> **EXERCISE PROMPT**: Output the data below exactly, images excluded.
◇ ◇ ◇ ◇ ◇ ◇ ◇
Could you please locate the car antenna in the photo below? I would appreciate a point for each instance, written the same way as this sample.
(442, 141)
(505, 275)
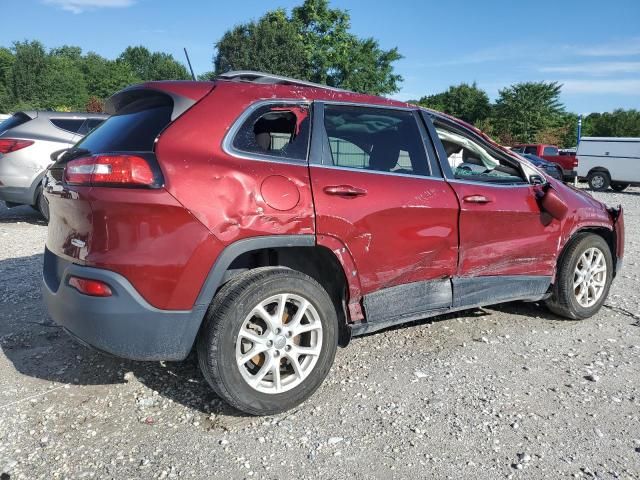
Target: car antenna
(193, 76)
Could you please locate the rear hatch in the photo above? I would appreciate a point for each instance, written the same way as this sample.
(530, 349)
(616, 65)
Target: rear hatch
(115, 162)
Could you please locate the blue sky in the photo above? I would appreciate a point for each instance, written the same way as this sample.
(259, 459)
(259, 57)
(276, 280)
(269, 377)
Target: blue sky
(593, 48)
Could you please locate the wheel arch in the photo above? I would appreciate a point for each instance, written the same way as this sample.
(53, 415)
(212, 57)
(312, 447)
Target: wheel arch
(599, 169)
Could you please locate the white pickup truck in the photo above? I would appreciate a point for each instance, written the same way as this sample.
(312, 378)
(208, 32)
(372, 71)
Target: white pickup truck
(609, 161)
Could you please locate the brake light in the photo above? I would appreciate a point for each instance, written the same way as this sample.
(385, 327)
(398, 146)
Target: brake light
(93, 288)
(116, 170)
(8, 145)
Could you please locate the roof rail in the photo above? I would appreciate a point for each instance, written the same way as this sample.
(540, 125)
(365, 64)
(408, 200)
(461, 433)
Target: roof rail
(268, 78)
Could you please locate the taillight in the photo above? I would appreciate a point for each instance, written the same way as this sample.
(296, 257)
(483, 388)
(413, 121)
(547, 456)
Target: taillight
(8, 145)
(114, 170)
(93, 288)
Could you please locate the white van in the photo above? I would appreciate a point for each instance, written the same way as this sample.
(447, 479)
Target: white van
(609, 161)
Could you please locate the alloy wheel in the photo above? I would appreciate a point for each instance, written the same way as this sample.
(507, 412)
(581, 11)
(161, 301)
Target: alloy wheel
(279, 343)
(590, 277)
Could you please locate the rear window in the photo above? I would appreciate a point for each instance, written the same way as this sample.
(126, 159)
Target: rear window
(134, 130)
(71, 125)
(14, 121)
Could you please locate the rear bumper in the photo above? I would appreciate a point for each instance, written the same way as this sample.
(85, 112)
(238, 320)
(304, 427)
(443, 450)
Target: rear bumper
(124, 324)
(20, 195)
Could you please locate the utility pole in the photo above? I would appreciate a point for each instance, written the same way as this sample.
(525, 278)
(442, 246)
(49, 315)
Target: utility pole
(579, 129)
(193, 76)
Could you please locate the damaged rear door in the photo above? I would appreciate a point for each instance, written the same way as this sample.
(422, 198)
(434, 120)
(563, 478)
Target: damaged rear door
(376, 192)
(508, 244)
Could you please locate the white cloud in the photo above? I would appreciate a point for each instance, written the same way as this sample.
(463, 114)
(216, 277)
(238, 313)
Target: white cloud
(611, 87)
(594, 68)
(79, 6)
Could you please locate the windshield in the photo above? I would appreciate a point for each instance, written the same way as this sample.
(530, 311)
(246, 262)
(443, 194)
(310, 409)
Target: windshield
(13, 121)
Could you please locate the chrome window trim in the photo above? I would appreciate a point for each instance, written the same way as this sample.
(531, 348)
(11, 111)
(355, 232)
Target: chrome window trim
(409, 109)
(368, 105)
(490, 184)
(227, 141)
(51, 119)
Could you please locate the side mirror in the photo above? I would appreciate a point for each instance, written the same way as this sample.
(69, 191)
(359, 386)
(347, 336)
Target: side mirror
(536, 180)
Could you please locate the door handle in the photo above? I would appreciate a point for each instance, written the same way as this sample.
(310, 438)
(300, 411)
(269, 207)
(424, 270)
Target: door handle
(476, 199)
(344, 191)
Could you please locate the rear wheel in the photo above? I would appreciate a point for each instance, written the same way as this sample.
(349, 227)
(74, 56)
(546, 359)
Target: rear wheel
(269, 340)
(619, 187)
(599, 180)
(583, 278)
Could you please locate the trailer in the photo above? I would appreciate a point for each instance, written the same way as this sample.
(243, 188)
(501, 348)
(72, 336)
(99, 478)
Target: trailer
(609, 162)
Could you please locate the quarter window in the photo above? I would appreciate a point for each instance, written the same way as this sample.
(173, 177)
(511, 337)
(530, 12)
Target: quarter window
(280, 131)
(475, 160)
(377, 139)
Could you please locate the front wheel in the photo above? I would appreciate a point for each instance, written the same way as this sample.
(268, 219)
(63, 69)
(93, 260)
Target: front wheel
(619, 187)
(269, 340)
(42, 205)
(583, 279)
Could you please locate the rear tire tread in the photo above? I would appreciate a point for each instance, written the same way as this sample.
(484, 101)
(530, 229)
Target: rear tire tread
(215, 321)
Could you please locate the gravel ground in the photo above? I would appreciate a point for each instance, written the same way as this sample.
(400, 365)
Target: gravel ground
(508, 391)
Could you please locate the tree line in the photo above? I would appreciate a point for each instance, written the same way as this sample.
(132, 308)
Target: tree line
(315, 43)
(34, 78)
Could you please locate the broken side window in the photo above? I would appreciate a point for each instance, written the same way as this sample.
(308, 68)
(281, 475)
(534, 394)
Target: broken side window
(276, 130)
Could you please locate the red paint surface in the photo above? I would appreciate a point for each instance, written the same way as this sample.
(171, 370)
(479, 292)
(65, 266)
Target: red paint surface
(403, 229)
(279, 192)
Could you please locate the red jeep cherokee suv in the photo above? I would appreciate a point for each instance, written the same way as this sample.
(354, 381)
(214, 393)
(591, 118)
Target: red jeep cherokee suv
(265, 220)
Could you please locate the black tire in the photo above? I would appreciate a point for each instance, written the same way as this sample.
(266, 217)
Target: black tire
(41, 205)
(619, 187)
(217, 339)
(563, 300)
(599, 180)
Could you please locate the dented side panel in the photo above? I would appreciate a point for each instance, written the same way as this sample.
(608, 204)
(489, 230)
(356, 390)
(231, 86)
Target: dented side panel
(234, 198)
(507, 235)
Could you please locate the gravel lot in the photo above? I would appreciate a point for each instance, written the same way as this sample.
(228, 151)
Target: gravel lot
(508, 391)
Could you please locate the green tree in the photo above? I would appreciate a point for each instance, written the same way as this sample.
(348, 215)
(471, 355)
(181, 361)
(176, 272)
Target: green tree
(313, 44)
(105, 77)
(6, 66)
(619, 123)
(149, 66)
(64, 84)
(464, 101)
(525, 110)
(28, 79)
(271, 45)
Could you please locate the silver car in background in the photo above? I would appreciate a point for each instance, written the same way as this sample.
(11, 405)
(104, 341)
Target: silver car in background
(27, 140)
◇ ◇ ◇ ◇ ◇ ◇ ◇
> **RESPONSE AREA**:
Could you please locate the car antenna in the photo below? I would appreciate a point for each instance, written the same way as this sample.
(442, 141)
(505, 275)
Target: car antenna
(193, 76)
Could you please locate the rear hatch in the photo above? I would appreciate a point for each instance, written the same way as this sample.
(530, 349)
(616, 65)
Target: rear hatch
(115, 162)
Could you please locate the blue sky in the photo above? I would appreciate a point for each instance, written the same way as this sample.
(259, 459)
(259, 57)
(276, 280)
(269, 377)
Target: blue sky
(593, 48)
Could you please locate the wheel arch in the photo above? I would appreciate a point for each instance, written the same way as this sample.
(53, 415)
(212, 57)
(312, 447)
Target: wheel arch
(599, 169)
Could you please locate the white pickup truck in the photo above? I would appreciate a point for each instance, written the same way as this sample.
(312, 378)
(208, 32)
(372, 71)
Target: white pickup truck
(609, 161)
Could you please locate the brake light in the photo above? I would appreciate a point for each instance, written the same way as this sample.
(385, 327)
(398, 146)
Target: brake light
(93, 288)
(116, 170)
(8, 145)
Could you please locate the roof rail in the photo above? I would appreciate a point for each instance, written the same way as this sample.
(540, 125)
(365, 64)
(408, 200)
(461, 433)
Target: roof rail
(268, 78)
Could you please locate the taillight in the photo above? I would appreciate a point for each instance, written the same way as this sample.
(296, 257)
(483, 388)
(413, 121)
(547, 456)
Target: taillight
(8, 145)
(114, 170)
(93, 288)
Could you please locate the white van in the photo above? I would appreciate a point for each instance, written the same way as this sample.
(447, 479)
Target: white van
(609, 161)
Could you please locate the alloy wheel in the photo above? I would appreciate a point for each instance, written the same way as this sample.
(507, 412)
(581, 11)
(161, 301)
Target: alloy wheel
(279, 343)
(590, 277)
Could you please locate the rear window in the photo above? I would appreciate a point for each instance, written the same way as this sample.
(126, 159)
Target: rear window
(134, 130)
(71, 125)
(14, 121)
Could you please locate the rear bumper in the photo above? I would appreciate a point for each instance, written the same way as this sample.
(85, 112)
(238, 320)
(304, 427)
(443, 450)
Target: rear bumper
(124, 324)
(20, 195)
Could you please locate the utility pole in the photo above? I would appreciate a point for each instance, written the same way as this sample.
(525, 278)
(442, 246)
(49, 315)
Target: utility pole
(579, 129)
(193, 76)
Could you please locate the damaged rear door in the photo above? I would appreciate a point for each instance, written the same way as this sample.
(422, 198)
(434, 120)
(563, 478)
Target: damaged rear door
(376, 192)
(508, 244)
Could you please locate the white cloud in the photo above? I would appreciate a point for each instance, written the same way as this sample.
(463, 114)
(216, 277)
(238, 313)
Target: white cloud
(611, 87)
(594, 68)
(79, 6)
Could you please locate the windshield in the photo above? I would appreciate a point for each instance, written the same way as this sample.
(530, 311)
(246, 262)
(443, 194)
(310, 409)
Target: windshield
(13, 121)
Could you please locate the chrome window trim in the photo above? I would appreciate a point for each instance, written the same way as this sample.
(531, 348)
(11, 111)
(355, 232)
Target: chrome window trim
(409, 109)
(368, 105)
(490, 184)
(227, 141)
(51, 119)
Could you please locate the side mirror in the photo above? I would appreciate a point for each instance, written the same way as this sample.
(69, 191)
(359, 386)
(347, 336)
Target: side mirror
(536, 180)
Could you please locate the door handle in the photo above? I would appreciate a point for each instance, written the same way as this sample.
(310, 438)
(300, 411)
(269, 207)
(424, 270)
Target: door handle
(476, 199)
(344, 191)
Could you please locate the rear wheel in the photo above? I would appreciate a point for each instance, written the same way as this sample.
(349, 227)
(74, 56)
(546, 359)
Target: rear wheel
(269, 340)
(619, 187)
(599, 180)
(583, 278)
Could you please locate the trailer in the photo above? I would appreciate a point for each instance, written the same way as this sample.
(243, 188)
(501, 348)
(72, 336)
(99, 478)
Target: trailer
(609, 162)
Could you please locate the quarter window in the photo above? I would appreciate a point for each instance, written the same way as this sample.
(173, 177)
(511, 337)
(530, 12)
Target: quarter window
(280, 131)
(475, 160)
(377, 139)
Could you please locate the front wheel in the photo above? I would appreciate a point for each instance, written the same way as this sample.
(268, 219)
(63, 69)
(93, 260)
Target: front wheel
(619, 187)
(269, 340)
(42, 205)
(583, 279)
Could you please locate the rear tire tread in the photo above? I would appreciate a point for each instance, written the same way as this sample.
(484, 101)
(530, 229)
Target: rear tire tread
(215, 321)
Could you please locate the gravel ground in the photo above? I would appreciate a point for each instance, written the same way as this sample.
(400, 365)
Target: gravel ground
(508, 391)
Could you please locate the tree line in the photo above? I would appreciate a point for each instance, written the same way as this sample.
(132, 308)
Target: tree line
(315, 43)
(34, 78)
Could you please locate the broken side window in the photo above? I would appreciate a point for each instance, written the same way as this sample.
(308, 68)
(281, 475)
(534, 394)
Target: broken side window
(276, 130)
Could you please locate the red paint surface in the photo above? I would appreciate a point for each instance, written the same way as this sample.
(171, 370)
(479, 292)
(65, 266)
Target: red paint surface
(403, 229)
(279, 192)
Could you please locate the red jeep cherokee suv in the photo above? I would appreciate a point for each instance, written the same way as this sample.
(354, 381)
(214, 393)
(591, 118)
Target: red jeep cherokee suv
(265, 220)
Could you please locate the black tire in the photo above? I would appreciate a point for each instance, written the same way as this sample.
(266, 217)
Target: black tire
(41, 205)
(619, 187)
(217, 339)
(563, 300)
(599, 180)
Could you please locate the dented side panel in the photo above? I would appreciate a point for each instance, written the same way as this sample.
(608, 204)
(489, 230)
(356, 390)
(231, 86)
Target: dented side panel
(234, 198)
(507, 235)
Could you please locate the gravel lot in the photo above? I would appreciate a point for each instance, written the same way as this sample.
(228, 151)
Target: gravel lot
(508, 391)
Could you please locate the green tree in the photo above? I would appreciate a point for each instance, written the same way as this sample.
(348, 215)
(471, 355)
(181, 361)
(176, 272)
Target: green tree
(313, 44)
(105, 77)
(6, 66)
(619, 123)
(149, 66)
(64, 84)
(464, 101)
(525, 110)
(28, 79)
(271, 45)
Could you please locate the silver car in background in the photo above? I would appreciate a point for each instance, written the same way as this sample.
(11, 405)
(104, 341)
Target: silver car in background
(27, 140)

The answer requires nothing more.